▶ _Data for analysis_

==*==

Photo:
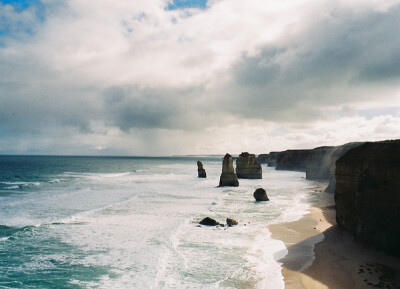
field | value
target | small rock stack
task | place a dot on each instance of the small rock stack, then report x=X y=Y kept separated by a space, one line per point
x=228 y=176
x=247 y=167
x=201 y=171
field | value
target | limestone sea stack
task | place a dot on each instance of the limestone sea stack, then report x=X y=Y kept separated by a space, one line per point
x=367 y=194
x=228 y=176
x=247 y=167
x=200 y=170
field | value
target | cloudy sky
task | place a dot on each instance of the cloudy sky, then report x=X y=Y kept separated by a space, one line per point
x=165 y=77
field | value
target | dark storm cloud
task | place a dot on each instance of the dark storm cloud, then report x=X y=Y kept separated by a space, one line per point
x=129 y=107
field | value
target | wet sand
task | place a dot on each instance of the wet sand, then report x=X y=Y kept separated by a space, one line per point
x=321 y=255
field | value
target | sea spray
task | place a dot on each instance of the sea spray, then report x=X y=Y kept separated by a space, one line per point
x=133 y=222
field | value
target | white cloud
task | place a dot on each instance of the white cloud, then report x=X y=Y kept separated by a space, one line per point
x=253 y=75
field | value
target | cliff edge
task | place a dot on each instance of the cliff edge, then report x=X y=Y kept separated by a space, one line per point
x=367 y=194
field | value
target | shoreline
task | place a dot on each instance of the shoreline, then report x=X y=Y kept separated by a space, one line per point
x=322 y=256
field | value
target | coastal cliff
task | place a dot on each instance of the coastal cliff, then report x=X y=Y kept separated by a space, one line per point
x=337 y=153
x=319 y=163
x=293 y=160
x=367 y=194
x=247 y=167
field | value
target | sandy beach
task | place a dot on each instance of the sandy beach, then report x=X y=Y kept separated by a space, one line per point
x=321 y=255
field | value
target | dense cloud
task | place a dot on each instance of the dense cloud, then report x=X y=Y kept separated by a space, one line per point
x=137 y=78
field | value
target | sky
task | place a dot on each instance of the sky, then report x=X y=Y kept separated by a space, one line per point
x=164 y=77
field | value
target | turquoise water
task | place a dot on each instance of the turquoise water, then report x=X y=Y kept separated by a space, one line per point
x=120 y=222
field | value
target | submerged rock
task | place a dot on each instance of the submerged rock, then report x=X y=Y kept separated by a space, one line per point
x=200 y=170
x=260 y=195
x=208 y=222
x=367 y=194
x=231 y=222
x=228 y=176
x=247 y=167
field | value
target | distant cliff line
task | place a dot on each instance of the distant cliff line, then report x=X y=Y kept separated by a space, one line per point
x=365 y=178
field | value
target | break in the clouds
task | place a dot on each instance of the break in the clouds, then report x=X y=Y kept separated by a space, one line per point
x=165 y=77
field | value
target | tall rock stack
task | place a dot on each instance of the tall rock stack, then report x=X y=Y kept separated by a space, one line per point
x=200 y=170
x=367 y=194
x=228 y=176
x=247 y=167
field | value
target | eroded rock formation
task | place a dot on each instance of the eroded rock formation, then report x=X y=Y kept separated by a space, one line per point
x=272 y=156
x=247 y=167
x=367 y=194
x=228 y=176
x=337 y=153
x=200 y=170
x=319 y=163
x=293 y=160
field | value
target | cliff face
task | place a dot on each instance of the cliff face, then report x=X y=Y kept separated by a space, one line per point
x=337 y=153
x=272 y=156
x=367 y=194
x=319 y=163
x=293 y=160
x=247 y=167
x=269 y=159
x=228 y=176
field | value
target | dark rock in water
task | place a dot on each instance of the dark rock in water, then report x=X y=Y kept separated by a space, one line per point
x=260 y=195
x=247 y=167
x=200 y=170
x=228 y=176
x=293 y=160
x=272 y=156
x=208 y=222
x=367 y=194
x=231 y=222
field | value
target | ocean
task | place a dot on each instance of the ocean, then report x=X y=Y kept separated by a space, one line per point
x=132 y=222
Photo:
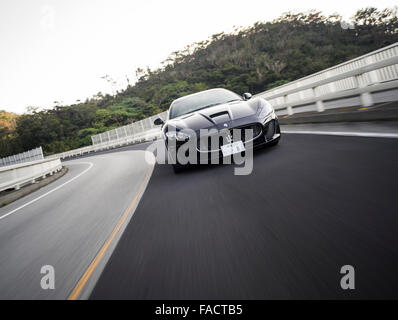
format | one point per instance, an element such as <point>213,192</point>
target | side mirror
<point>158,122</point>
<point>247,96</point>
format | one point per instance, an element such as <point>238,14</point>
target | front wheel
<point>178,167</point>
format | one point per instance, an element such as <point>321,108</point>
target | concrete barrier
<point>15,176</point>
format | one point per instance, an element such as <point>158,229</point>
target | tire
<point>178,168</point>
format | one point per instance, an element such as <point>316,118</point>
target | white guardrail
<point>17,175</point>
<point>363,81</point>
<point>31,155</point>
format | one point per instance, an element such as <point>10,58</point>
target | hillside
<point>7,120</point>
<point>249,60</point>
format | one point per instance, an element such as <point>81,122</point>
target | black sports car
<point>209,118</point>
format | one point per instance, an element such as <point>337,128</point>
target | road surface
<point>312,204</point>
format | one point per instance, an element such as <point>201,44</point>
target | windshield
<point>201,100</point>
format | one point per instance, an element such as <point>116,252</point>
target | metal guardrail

==*==

▶ _About this task_
Would you please output the listing above exactly, leaving out the pictures?

▶ _The completed task_
Photo:
field | value
target | small rock stack
task | place a dot on each instance of the small rock stack, then report x=X y=Y kept separated by a space, one line per point
x=228 y=176
x=247 y=167
x=201 y=171
field | value
target | limestone sea stack
task | place a dot on each instance of the limestone sea stack, then report x=X y=Y kept separated by a space, one line per point
x=367 y=194
x=228 y=176
x=247 y=167
x=200 y=170
field | value
target | cloudy sky
task | place a dot on each instance of the cloudy sky, then report x=X y=Y kept separated by a space, one line per point
x=165 y=77
field | value
target | dark storm cloud
task | place a dot on each instance of the dark storm cloud, then report x=X y=Y kept separated by a space, one line per point
x=129 y=107
field | value
target | wet sand
task | place a dot on each instance of the wet sand, then report x=X y=Y kept separated by a space, one line per point
x=321 y=255
field | value
target | sea spray
task | place a dot on each instance of the sea spray, then report x=X y=Y kept separated by a space, one line per point
x=133 y=222
field | value
target | white cloud
task | place a dot on each instance of the white cloud, then report x=X y=Y kept separated by a space, one line per point
x=253 y=75
field | value
target | cliff edge
task | place a dot on each instance of the cliff edge, then report x=X y=Y kept separated by a space, one line per point
x=367 y=194
field | value
target | shoreline
task | place a dot on each instance of the shoreline, then report x=X y=Y kept separated by a space, one line per point
x=322 y=256
field | value
target | coastal cliff
task | place a dot on each instance of the coastal cliff, then report x=X y=Y kept separated by a space, one line per point
x=337 y=153
x=319 y=163
x=293 y=160
x=367 y=194
x=247 y=167
field | value
target | sandy beach
task | place a dot on each instance of the sandy beach, then report x=X y=Y kept separated by a space, one line per point
x=321 y=255
field | value
target | dense cloud
task | place a dot on each instance of the dense cloud, then report x=X y=Y kept separated by a space, one line per point
x=137 y=78
field | value
target | sky
task | place a dot on each instance of the sky, then report x=X y=Y kept separated by a space, one line per point
x=164 y=77
field | value
target | turquoise water
task | place a dot on each instance of the turquoise water, then report x=X y=Y kept separated by a space, one line per point
x=120 y=222
field | value
target | submerged rock
task | place a dot on each instance of the submerged rock, then report x=X y=Y kept separated by a space, one line per point
x=200 y=170
x=260 y=195
x=208 y=222
x=367 y=194
x=231 y=222
x=228 y=176
x=247 y=167
field | value
target | distant cliff line
task | place a dot on each instance of the distant cliff line, then report x=X y=Y kept separated by a space, one line per point
x=365 y=178
field | value
target | break in the clouds
task | place a dot on each instance of the break in the clouds, then report x=X y=Y kept separated by a space, one line per point
x=165 y=77
field | value
target | tall rock stack
task | place a dot on each instance of the tall rock stack, then report x=X y=Y kept separated by a space, one line per point
x=200 y=170
x=367 y=194
x=228 y=176
x=247 y=167
field | value
target | eroded rock formation
task | place a dot on each instance of the eroded rock formation, then report x=X y=Y kept separated by a space, one line per point
x=272 y=156
x=247 y=167
x=367 y=194
x=228 y=176
x=337 y=153
x=200 y=170
x=319 y=163
x=293 y=160
field | value
target | cliff face
task | place a dot on each instance of the cliff face, then report x=X y=Y kept separated by a space, one line per point
x=337 y=153
x=272 y=156
x=367 y=194
x=319 y=163
x=293 y=160
x=247 y=167
x=269 y=159
x=228 y=176
field | value
target | dark rock in water
task | place a dot on each instance of the dark rock in water, then report x=X y=Y kept separated by a space, one line per point
x=260 y=195
x=247 y=167
x=200 y=170
x=228 y=176
x=293 y=160
x=272 y=156
x=208 y=222
x=367 y=194
x=231 y=222
field | value
target | ocean
task | place a dot on each instance of the ocean, then report x=X y=Y kept separated by a space, one line per point
x=132 y=222
Photo:
format | one point per instance, an element such as <point>213,192</point>
target | side mirror
<point>158,122</point>
<point>247,96</point>
format | one point per instance, an element such as <point>238,14</point>
target | front wheel
<point>178,167</point>
format | one point per instance, an element such as <point>321,108</point>
target | concrete barrier
<point>15,176</point>
format | one point per instance, an element such as <point>158,229</point>
target | tire
<point>178,168</point>
format | one point per instance, an element such as <point>316,118</point>
target | white guardrail
<point>17,175</point>
<point>363,81</point>
<point>31,155</point>
format | one point per instance, an element such as <point>10,58</point>
target | hillside
<point>7,120</point>
<point>249,60</point>
format | one point per instance, an element such as <point>81,122</point>
target | black sports car
<point>209,118</point>
format | one point per instance, an element such as <point>337,128</point>
target | road surface
<point>312,204</point>
format | one point per instance, an element such as <point>201,44</point>
target | windshield
<point>201,100</point>
format | one point per instance, an element such as <point>116,252</point>
target | metal guardrail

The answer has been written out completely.